:: Provided text ::
** start **

Irish theater critic and scholar Fintan O’Toole will present the 2017 Robert Fagles Memorial Lecture entitled “If It Wasn’t for the Irish and Jews” on Friday, February 17 at 4:30 p.m. at the Lewis Center for the Arts’ James M. Stewart ’32 Theater, 185 Nassau Street. Part of the 2016-17 Fund for Irish Studies series at Princeton University, this event is free and open to the public.

“If It Wasn’t for the Irish and Jews” explores these ethnic groups as two of the world’s greatest diasporic cultures. Their histories have shared themes of dispossession, discrimination and self-assertion. O’Toole considers how the two cultures have interacted, from Tin Pan Alley and Broadway to struggles for religious emancipation, and from James Joyce’s Ulysses to Abie’s Irish Rose.

Fintan O’Toole, one of Ireland’s leading public intellectuals, has written for The Irish Times, New York Daily News, Sunday Tribune (Dublin), and In Dublin Magazine. His books on theater span a wide range of topics, from his biography of Richard Brinsley Sheridan to theater currently appearing on Irish stages. He is the assistant editor, a columnist, and a feature writer for The Irish Times. He also contributes to The New York Review of Books, The New Yorker, Granta, The Guardian, The Observer, and other international publications. In 2011,The Observer named O’Toole one of “Britain’s top 300 intellectuals.” He has received the A.T. Cross Award for Supreme Contribution to Irish Journalism, the Millennium Social Inclusion Award, and Journalist of the Year in 2010 from TV3 Media Awards. O’Toole’s most recent project, History of Ireland in 100 Objects, covers 100 highly charged artifacts from the last 10,000 years, and has been published in book form by the Royal Irish Academy.

** end **

Resume the announcement of Fintan O'Toole's lecture with a new paragraph that follows on from its final sentence. The listing that comes after this point is separate material and is not part of the lecture announcement.

:: Given data ::
** start **

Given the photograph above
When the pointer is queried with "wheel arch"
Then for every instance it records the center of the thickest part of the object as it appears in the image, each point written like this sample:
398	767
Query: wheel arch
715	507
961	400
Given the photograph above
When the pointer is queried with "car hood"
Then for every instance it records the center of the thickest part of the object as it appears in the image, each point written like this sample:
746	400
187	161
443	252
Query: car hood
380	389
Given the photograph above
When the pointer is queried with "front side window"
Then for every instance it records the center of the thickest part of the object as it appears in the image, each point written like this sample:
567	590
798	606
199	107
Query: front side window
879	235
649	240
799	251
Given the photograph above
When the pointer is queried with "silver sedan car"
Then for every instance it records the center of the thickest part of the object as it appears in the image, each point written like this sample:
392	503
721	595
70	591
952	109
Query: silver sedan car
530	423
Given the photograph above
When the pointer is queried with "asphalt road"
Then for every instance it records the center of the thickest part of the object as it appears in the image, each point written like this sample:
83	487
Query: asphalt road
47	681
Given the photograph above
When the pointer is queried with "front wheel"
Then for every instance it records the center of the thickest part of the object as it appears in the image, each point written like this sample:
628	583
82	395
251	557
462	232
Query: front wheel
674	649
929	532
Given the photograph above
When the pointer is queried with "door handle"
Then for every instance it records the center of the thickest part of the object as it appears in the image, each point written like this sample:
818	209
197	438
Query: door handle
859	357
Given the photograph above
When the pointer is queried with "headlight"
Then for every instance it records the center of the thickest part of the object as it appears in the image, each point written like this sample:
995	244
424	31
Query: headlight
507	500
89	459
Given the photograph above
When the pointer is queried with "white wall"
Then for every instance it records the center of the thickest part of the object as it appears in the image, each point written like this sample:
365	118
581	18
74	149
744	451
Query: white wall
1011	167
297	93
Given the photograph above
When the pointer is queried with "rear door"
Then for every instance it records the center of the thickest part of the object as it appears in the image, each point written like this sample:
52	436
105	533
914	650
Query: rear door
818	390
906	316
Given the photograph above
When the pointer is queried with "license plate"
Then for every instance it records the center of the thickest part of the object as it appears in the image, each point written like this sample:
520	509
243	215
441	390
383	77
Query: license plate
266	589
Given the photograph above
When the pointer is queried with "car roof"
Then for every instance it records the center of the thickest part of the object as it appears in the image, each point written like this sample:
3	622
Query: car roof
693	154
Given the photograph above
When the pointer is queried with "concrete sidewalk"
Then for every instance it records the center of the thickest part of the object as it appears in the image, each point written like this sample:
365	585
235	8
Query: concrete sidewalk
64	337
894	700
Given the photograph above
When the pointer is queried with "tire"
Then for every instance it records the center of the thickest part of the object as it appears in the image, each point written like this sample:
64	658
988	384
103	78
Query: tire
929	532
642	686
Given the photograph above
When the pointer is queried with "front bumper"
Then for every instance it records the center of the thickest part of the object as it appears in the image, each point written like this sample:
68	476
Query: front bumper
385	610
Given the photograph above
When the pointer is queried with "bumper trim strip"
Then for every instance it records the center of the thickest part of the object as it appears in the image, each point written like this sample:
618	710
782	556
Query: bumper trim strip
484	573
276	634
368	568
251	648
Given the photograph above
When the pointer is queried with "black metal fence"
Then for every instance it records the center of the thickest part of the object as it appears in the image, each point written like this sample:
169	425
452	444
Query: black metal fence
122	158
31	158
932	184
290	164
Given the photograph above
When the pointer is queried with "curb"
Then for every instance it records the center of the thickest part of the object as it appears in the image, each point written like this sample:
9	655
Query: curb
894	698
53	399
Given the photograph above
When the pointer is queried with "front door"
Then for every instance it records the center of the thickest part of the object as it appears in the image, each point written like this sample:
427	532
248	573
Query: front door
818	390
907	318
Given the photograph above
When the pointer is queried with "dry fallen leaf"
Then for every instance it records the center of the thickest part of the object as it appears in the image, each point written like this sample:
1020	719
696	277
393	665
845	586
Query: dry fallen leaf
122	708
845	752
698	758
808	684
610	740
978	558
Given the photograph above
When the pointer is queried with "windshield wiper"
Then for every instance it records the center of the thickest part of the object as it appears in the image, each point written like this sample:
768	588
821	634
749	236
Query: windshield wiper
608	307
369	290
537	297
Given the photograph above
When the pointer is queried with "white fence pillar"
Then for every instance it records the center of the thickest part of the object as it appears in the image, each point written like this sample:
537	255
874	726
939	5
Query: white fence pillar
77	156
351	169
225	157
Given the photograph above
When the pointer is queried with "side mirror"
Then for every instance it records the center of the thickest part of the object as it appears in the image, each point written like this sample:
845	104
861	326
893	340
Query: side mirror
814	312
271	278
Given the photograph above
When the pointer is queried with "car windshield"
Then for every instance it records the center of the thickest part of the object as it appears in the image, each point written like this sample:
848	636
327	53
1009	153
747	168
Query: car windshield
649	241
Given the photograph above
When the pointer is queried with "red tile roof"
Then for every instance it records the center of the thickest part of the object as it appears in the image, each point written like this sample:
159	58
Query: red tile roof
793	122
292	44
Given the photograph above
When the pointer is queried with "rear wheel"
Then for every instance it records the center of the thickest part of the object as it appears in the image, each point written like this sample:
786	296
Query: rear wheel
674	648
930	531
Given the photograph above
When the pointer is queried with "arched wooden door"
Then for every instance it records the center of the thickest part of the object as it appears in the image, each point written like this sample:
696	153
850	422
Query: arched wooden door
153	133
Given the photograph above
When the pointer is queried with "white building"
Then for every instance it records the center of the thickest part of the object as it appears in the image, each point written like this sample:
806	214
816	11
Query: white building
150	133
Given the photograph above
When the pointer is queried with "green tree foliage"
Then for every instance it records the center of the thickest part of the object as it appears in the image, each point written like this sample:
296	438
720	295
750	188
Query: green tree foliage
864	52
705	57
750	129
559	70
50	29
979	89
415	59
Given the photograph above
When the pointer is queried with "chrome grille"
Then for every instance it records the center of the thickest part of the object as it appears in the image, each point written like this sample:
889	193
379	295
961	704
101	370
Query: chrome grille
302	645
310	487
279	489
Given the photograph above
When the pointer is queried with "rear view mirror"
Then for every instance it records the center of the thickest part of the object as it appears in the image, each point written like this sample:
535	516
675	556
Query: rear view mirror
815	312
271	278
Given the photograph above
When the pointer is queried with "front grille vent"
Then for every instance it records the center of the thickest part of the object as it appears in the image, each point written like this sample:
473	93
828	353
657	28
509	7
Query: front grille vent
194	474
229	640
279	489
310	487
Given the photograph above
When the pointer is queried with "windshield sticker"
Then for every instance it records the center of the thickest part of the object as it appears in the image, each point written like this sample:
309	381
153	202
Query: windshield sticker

** end **

:: Output of the exercise ::
O’Toole will be co-teaching a new course, “Introduction to Irish Studies,” with Clair Wills, Chair of the Fund for Irish Studies, this spring. He will also be co-teaching a Princeton Atelier course with actor Lisa Dwan, “Ill Seen Ill Said: Staging a Beckett Text,” examining Samuel Beckett’s prose writings, specifically the novel Ill Seen Ill Said, and challenging students to find myriad ways to dramatize a work that wasn’t initially meant for the stage.

Robert Fagles, for whom the annual Memorial Lecture is named, was a member of the Princeton faculty for 42 years in the Department of Comparative Literature and a renowned translator of Greek classics. His critically acclaimed translations of Homer’s “The Iliad” and “The Odyssey” became bestsellers.

The Fund for Irish Studies, chaired by Princeton professor Clair Wills, affords all Princeton students, and the community at large, a wider and deeper sense of the languages, literatures, drama, visual arts, history, politics, and economics not only of Ireland but of “Ireland in the world.” The series is co-produced by the Lewis Center for the Arts.